(WHAT TO WORK ON):
Answer from the USDC overview:
1. Which company runs USDC?
2. What two kinds of assets does that company hold to back the tokens?
3. Which accounting firm publishes the monthly attestation report?

(DOCUMENT SECTION):

--- --- ---

USD Coin (USDC)
The Boring One
The Honda Civic of stablecoins. Boring, reliable, does what it says.
The 10-second version
USDC is the safest stablecoin for most people. It’s backed by actual US dollars and short-term Treasuries, audited every month, and run by Circle, a company that actually talks to regulators instead of hiding from them.
If you want boring and reliable, this is it.
What it actually is
USDC is a digital dollar. One USDC equals one US dollar. Always. That’s the whole point.
Circle, the company behind it, holds the equivalent amount in cash and short-term US Treasury bonds. When you buy 100 USDC, Circle has $100 sitting in regulated financial institutions. When you sell it back, they burn the token and give you real dollars.
Every month, Grant Thornton (a major accounting firm) publishes an attestation report confirming the reserves match the tokens in circulation. You can read these reports yourself. They’re public.
Why people use it
It’s the default. Most crypto apps, exchanges, and DeFi protocols support USDC. If you’re getting paid in crypto, paying someone else, or just parking dollars on-chain, USDC is usually the easiest option.

--- --- ---

(DATA SUPPLIED):
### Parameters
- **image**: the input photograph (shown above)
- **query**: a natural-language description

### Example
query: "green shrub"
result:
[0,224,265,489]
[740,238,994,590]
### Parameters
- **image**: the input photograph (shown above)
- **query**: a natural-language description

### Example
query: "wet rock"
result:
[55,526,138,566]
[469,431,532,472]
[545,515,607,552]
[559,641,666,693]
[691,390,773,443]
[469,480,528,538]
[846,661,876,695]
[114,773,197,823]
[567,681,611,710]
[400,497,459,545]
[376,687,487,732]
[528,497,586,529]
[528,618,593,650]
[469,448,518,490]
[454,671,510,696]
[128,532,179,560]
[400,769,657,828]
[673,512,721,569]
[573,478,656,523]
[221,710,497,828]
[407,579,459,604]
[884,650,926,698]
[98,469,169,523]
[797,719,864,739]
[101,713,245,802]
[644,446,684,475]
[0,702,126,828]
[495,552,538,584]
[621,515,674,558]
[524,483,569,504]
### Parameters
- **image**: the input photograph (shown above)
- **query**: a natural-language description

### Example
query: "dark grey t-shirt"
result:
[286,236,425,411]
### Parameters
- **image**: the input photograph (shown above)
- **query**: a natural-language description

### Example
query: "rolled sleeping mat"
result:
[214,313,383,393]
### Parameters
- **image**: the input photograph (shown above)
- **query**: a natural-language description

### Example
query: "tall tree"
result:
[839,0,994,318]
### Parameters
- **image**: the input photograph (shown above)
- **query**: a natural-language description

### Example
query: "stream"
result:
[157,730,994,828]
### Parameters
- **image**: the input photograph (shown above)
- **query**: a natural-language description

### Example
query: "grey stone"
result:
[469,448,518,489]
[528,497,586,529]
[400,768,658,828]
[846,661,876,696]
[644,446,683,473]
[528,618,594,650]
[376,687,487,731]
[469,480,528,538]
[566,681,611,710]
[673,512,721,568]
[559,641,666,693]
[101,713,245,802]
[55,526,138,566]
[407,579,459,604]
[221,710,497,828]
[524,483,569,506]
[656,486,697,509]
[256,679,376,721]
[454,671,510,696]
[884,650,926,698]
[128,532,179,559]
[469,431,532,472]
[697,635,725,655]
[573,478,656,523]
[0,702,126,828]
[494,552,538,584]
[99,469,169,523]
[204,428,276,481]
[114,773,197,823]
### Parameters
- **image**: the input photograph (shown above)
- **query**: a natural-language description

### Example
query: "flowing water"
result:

--- --- ---

(ANSWER TO THIS TASK):
1. Circle
2. Cash and short-term US Treasury bonds
3. Grant Thornton